= SELECTED EXCERPT =
*** Begin section ***
But Get Away Lodge, though undeniably fashionable, is one of a slew of new hotel collaborations outside the fashion sphere.

Though you might not instantly think "good night's sleep" when you look at a Volvo, you just might think "safe, hardy, functional, with an element of luxury."

With Get Away Lodge, Tablet has designed a brick-and-mortar embodiment of the Volvo brand: tough on the outside, quietly luxurious on the inside. The bonus test drive made a weekend in Sweden's great white north an alluringly hands-on proposition.

Vernhes reckons car and hospitality companies make natural bedfellows – a fit that's long overdue. Brands outside the fashion world have largely been slow to catch on, however. Possibly, he says, because they still see hospitality as a commodity with a star-rating system representing a checklist of amenities – a system Tablet and its customers reject as meaningless.

Still, with street shopping eroding against the might of online, retailers are increasingly desperate for consumers to sit down with their product.

And while they've got your attention, you might as well sleep on it.

The nature of these brands means their collaborations are more touchy-feely than a fashion hotel. The blingy Palazzo Versace in Dubai has Donatella's Midas fingerprints all over it, but the closets aren't stocked with runway samples – unless you've bought them yourself. At a West Elm hotel, however, you'll drop your purse on the retailer's Geo Sculpted console, lounge on the Denmark loveseat and, naturally, lay your head at the Grid-Tufted headboard.

In two years, West Elm Hotels will have five properties in second-tier cities such as Detroit, Minneapolis and Savannah, Ga. Managed by veteran hospitality managers DDK, they'll be designed in-house with own-name furniture, getting the product face to face with the customer.
*** End section ***
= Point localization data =
*** Begin section ***
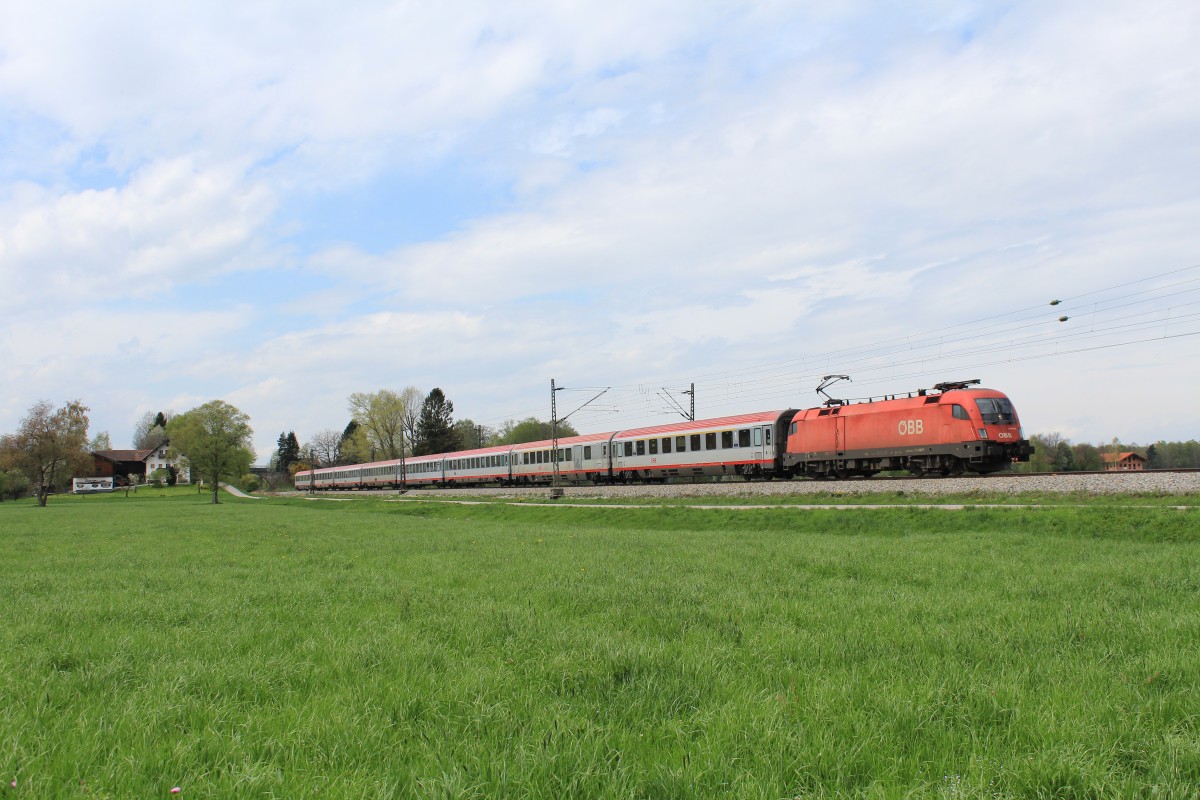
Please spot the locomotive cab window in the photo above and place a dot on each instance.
(996, 410)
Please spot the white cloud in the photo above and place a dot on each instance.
(174, 222)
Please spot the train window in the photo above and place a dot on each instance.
(996, 410)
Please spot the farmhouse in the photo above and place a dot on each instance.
(126, 463)
(1123, 462)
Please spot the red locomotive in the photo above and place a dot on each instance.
(947, 431)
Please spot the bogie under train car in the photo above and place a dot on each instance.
(949, 429)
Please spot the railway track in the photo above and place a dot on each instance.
(1174, 481)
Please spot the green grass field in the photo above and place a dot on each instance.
(375, 649)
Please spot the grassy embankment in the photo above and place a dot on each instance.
(379, 649)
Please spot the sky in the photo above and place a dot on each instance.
(277, 204)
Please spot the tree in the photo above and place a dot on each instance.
(216, 440)
(382, 417)
(151, 429)
(412, 398)
(353, 446)
(324, 447)
(49, 446)
(435, 427)
(531, 429)
(472, 435)
(288, 451)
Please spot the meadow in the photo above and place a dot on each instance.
(294, 648)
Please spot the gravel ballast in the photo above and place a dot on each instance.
(1149, 482)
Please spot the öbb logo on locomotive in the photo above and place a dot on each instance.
(952, 428)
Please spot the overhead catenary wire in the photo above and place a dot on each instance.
(1025, 334)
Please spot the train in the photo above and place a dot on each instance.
(953, 428)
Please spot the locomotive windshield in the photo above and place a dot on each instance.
(996, 410)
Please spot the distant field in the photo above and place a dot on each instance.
(373, 649)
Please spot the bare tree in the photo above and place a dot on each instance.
(49, 445)
(382, 416)
(325, 446)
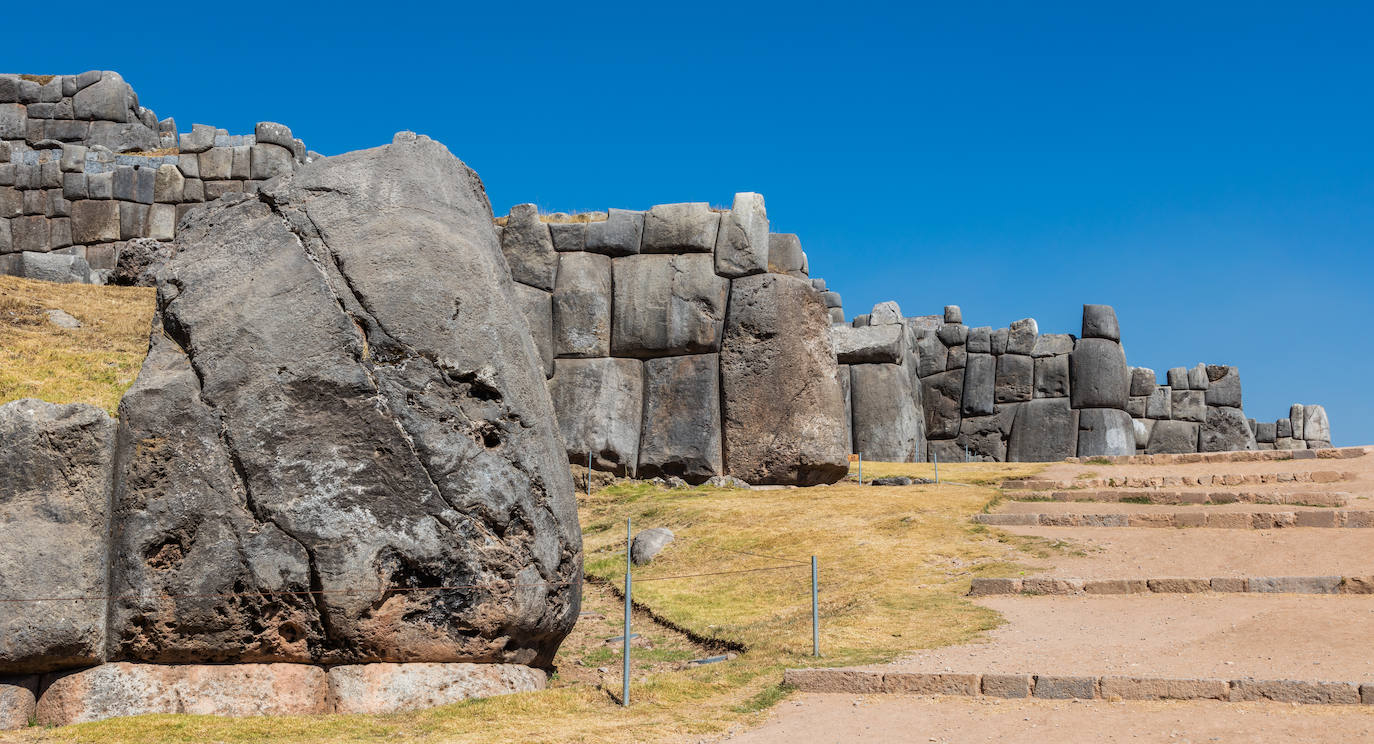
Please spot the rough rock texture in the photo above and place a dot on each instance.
(599, 403)
(111, 691)
(783, 413)
(393, 688)
(345, 360)
(668, 305)
(886, 422)
(54, 516)
(680, 432)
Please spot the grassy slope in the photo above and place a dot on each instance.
(895, 564)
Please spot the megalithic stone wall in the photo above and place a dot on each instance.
(682, 341)
(84, 169)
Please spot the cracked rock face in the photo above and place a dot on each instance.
(341, 446)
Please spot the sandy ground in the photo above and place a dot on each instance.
(1176, 636)
(1197, 552)
(840, 718)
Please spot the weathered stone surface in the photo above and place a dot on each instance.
(689, 227)
(1226, 429)
(537, 307)
(888, 425)
(943, 395)
(649, 543)
(1044, 431)
(742, 241)
(978, 384)
(529, 249)
(680, 432)
(55, 505)
(869, 344)
(1099, 322)
(120, 689)
(384, 413)
(583, 305)
(1105, 432)
(668, 305)
(783, 413)
(1051, 376)
(1098, 373)
(395, 688)
(599, 407)
(618, 234)
(1172, 438)
(1016, 378)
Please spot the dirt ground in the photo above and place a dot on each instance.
(841, 718)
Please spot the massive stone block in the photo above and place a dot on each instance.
(599, 405)
(54, 516)
(680, 431)
(1098, 374)
(1105, 432)
(668, 305)
(1044, 429)
(783, 413)
(886, 421)
(366, 396)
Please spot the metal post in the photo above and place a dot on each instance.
(815, 611)
(624, 685)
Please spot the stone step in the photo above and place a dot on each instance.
(1036, 586)
(1196, 517)
(1311, 692)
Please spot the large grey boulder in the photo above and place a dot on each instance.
(1105, 432)
(1172, 438)
(353, 333)
(599, 403)
(783, 413)
(668, 304)
(1098, 374)
(742, 241)
(583, 305)
(54, 519)
(1226, 429)
(1044, 429)
(529, 248)
(886, 421)
(680, 432)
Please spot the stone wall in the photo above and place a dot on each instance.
(84, 168)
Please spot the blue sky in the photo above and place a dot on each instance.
(1208, 171)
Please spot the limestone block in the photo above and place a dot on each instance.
(1044, 429)
(680, 431)
(1016, 378)
(529, 248)
(537, 307)
(689, 227)
(598, 403)
(1172, 438)
(1101, 322)
(669, 304)
(1105, 432)
(783, 411)
(886, 422)
(869, 344)
(618, 234)
(583, 305)
(1098, 376)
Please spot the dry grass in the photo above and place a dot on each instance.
(895, 564)
(94, 363)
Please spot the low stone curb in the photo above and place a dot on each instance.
(1079, 688)
(1296, 498)
(1215, 520)
(1171, 585)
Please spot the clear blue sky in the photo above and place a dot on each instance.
(1205, 168)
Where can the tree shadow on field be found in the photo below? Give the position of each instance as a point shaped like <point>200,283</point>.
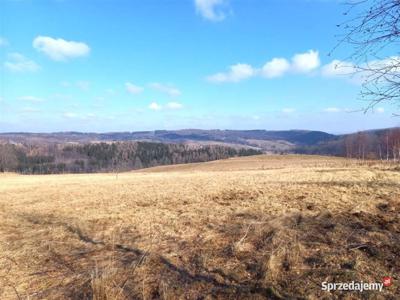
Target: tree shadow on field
<point>83,265</point>
<point>252,256</point>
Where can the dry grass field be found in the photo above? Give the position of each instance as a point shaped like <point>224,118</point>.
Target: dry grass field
<point>259,227</point>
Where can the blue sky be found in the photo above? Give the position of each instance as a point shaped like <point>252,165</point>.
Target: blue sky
<point>113,65</point>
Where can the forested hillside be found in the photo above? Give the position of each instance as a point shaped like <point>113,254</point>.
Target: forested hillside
<point>106,157</point>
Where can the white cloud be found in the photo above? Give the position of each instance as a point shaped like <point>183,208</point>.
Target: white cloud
<point>332,109</point>
<point>288,110</point>
<point>3,42</point>
<point>29,109</point>
<point>18,63</point>
<point>155,106</point>
<point>60,49</point>
<point>305,62</point>
<point>275,68</point>
<point>236,73</point>
<point>337,68</point>
<point>213,10</point>
<point>133,89</point>
<point>31,99</point>
<point>301,63</point>
<point>167,89</point>
<point>70,115</point>
<point>174,105</point>
<point>83,85</point>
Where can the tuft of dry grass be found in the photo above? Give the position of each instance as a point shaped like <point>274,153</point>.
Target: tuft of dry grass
<point>259,227</point>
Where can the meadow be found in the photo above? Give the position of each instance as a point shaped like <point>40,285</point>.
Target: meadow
<point>259,227</point>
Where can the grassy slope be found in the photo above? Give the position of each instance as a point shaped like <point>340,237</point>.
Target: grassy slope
<point>251,227</point>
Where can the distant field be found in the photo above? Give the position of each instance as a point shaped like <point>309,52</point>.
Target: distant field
<point>255,227</point>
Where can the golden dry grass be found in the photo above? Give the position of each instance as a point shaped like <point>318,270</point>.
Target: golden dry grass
<point>258,227</point>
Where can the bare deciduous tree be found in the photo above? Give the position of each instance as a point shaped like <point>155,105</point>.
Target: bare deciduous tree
<point>373,29</point>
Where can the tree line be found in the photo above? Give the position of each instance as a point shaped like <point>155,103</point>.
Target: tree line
<point>106,157</point>
<point>382,145</point>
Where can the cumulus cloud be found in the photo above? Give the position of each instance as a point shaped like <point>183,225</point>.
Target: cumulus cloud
<point>236,73</point>
<point>288,110</point>
<point>16,62</point>
<point>332,109</point>
<point>83,85</point>
<point>337,68</point>
<point>31,99</point>
<point>174,105</point>
<point>167,89</point>
<point>275,68</point>
<point>60,49</point>
<point>213,10</point>
<point>133,89</point>
<point>306,62</point>
<point>3,42</point>
<point>70,115</point>
<point>29,109</point>
<point>155,106</point>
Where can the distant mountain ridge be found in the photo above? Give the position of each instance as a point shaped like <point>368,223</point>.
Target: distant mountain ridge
<point>261,139</point>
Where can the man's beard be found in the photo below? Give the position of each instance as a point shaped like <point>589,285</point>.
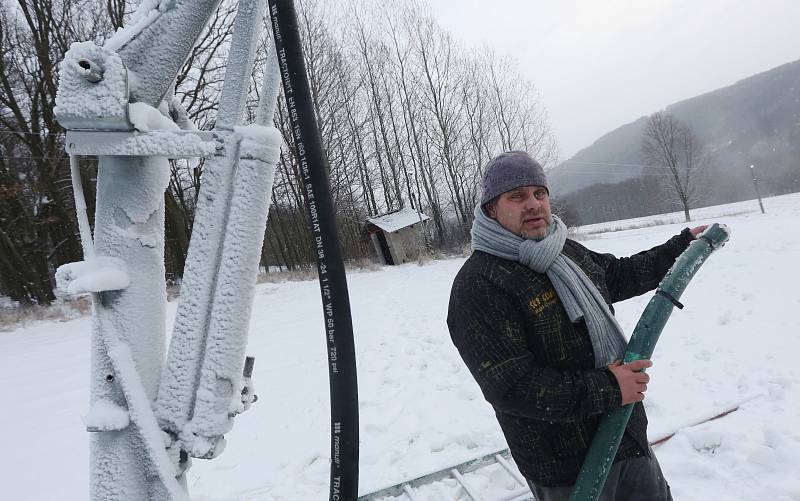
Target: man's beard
<point>540,236</point>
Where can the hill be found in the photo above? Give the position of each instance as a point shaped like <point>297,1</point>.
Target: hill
<point>754,121</point>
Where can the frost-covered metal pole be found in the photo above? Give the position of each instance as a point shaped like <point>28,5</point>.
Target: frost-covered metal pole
<point>139,64</point>
<point>199,391</point>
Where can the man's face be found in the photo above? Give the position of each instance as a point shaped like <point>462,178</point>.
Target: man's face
<point>524,211</point>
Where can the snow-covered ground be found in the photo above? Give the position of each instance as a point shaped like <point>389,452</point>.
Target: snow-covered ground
<point>736,342</point>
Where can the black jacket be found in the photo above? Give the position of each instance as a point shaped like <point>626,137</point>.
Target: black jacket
<point>535,366</point>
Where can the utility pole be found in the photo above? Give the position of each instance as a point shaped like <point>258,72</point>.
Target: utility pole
<point>755,185</point>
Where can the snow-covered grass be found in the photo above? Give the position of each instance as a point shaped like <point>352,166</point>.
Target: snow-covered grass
<point>734,343</point>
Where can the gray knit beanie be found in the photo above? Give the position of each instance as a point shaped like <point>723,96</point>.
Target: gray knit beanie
<point>510,170</point>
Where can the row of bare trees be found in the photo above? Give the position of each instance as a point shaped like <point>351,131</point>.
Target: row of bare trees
<point>408,118</point>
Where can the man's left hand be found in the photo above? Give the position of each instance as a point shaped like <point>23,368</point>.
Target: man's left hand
<point>698,230</point>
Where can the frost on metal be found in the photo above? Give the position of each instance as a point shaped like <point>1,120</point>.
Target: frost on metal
<point>156,45</point>
<point>92,89</point>
<point>144,117</point>
<point>93,275</point>
<point>201,386</point>
<point>105,415</point>
<point>219,394</point>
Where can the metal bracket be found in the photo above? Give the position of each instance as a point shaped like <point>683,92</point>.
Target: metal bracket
<point>170,144</point>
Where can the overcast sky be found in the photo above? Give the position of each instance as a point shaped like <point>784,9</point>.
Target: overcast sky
<point>599,64</point>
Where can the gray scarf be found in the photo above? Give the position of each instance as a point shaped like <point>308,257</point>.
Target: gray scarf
<point>577,293</point>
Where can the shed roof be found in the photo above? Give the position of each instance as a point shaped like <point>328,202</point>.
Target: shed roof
<point>397,220</point>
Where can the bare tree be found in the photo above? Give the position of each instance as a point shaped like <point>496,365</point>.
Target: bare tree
<point>671,145</point>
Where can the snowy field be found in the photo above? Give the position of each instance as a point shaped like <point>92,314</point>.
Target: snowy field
<point>735,343</point>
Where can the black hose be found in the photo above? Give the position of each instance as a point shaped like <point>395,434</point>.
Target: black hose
<point>332,278</point>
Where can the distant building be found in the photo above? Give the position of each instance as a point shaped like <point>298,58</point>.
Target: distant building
<point>397,235</point>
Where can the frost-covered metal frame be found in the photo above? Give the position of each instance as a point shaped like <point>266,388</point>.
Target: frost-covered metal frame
<point>152,409</point>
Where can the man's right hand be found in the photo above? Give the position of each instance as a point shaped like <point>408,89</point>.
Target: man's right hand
<point>632,382</point>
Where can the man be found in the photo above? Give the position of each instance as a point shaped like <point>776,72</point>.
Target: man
<point>530,313</point>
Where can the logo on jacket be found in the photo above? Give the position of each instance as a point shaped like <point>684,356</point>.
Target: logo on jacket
<point>542,301</point>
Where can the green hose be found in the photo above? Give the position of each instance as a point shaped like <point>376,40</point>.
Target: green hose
<point>607,438</point>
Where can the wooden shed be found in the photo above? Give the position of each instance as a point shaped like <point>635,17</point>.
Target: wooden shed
<point>397,235</point>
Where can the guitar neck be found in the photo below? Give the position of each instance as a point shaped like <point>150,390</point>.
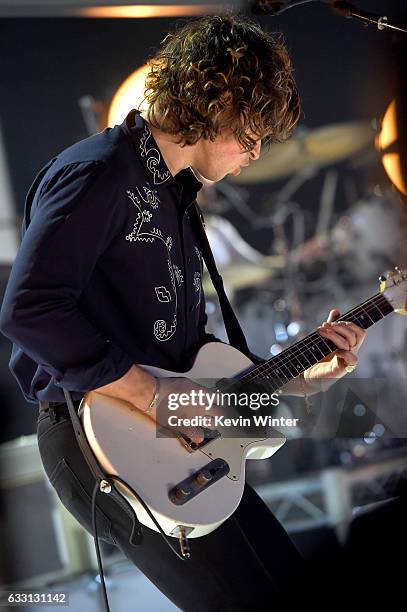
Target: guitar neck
<point>305,353</point>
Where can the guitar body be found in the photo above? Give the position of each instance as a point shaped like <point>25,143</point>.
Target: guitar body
<point>193,492</point>
<point>125,444</point>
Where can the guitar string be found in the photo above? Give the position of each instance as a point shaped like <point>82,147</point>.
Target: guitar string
<point>372,305</point>
<point>315,339</point>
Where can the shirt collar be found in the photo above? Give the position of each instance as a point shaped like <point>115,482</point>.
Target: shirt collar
<point>152,159</point>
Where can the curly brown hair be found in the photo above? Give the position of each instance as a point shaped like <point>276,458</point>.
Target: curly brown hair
<point>218,72</point>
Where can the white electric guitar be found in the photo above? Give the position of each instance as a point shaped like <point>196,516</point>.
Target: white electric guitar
<point>192,491</point>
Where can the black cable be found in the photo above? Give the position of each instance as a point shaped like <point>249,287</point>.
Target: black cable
<point>147,509</point>
<point>113,477</point>
<point>97,548</point>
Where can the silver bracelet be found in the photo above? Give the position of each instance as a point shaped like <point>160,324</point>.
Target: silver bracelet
<point>156,397</point>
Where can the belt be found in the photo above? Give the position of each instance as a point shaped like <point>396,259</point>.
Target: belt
<point>56,406</point>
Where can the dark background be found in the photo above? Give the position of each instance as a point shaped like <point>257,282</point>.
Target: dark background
<point>344,72</point>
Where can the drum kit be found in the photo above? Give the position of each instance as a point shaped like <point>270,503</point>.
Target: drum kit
<point>282,295</point>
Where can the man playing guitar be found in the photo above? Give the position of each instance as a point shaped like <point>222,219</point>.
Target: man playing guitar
<point>108,276</point>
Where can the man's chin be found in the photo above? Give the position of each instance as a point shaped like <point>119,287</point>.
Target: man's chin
<point>204,179</point>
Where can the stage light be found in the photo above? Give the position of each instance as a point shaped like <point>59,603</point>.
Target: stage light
<point>389,143</point>
<point>144,11</point>
<point>129,95</point>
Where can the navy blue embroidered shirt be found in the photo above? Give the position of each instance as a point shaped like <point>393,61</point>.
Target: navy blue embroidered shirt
<point>108,272</point>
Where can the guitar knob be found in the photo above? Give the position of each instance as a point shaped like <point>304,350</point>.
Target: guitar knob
<point>181,493</point>
<point>203,478</point>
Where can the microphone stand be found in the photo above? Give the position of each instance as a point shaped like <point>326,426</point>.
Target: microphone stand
<point>345,9</point>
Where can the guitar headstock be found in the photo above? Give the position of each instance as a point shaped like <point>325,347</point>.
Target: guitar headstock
<point>394,288</point>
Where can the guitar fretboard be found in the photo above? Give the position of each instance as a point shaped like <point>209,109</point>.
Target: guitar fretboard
<point>291,362</point>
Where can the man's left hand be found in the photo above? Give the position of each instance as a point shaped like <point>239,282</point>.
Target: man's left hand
<point>348,337</point>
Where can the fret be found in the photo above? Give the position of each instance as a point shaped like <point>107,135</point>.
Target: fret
<point>310,350</point>
<point>385,307</point>
<point>365,311</point>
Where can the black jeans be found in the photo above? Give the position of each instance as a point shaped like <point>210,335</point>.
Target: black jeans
<point>247,563</point>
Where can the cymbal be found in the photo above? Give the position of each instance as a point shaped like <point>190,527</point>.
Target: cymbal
<point>244,275</point>
<point>321,147</point>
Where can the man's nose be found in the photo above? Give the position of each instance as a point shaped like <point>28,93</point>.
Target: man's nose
<point>255,152</point>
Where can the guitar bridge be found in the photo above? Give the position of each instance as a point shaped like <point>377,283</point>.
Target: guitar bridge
<point>209,436</point>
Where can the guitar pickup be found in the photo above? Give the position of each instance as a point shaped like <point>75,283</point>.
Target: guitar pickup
<point>199,481</point>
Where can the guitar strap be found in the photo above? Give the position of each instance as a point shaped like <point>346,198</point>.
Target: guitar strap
<point>232,326</point>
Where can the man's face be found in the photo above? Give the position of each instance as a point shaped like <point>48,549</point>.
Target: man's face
<point>225,155</point>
*** End section ***
= WORK TO COMPLETE =
(a) According to the hotel collaborations excerpt, which company will manage the West Elm Hotels properties?
(b) Quote the hotel collaborations excerpt from "And while they've" up to and including "face with the customer.".

= RESULTS OF THE EXERCISE =
(a) The veteran hospitality managers DDK will manage them.

(b)
And while they've got your attention, you might as well sleep on it.

The nature of these brands means their collaborations are more touchy-feely than a fashion hotel. The blingy Palazzo Versace in Dubai has Donatella's Midas fingerprints all over it, but the closets aren't stocked with runway samples – unless you've bought them yourself. At a West Elm hotel, however, you'll drop your purse on the retailer's Geo Sculpted console, lounge on the Denmark loveseat and, naturally, lay your head at the Grid-Tufted headboard.

In two years, West Elm Hotels will have five properties in second-tier cities such as Detroit, Minneapolis and Savannah, Ga. Managed by veteran hospitality managers DDK, they'll be designed in-house with own-name furniture, getting the product face to face with the customer.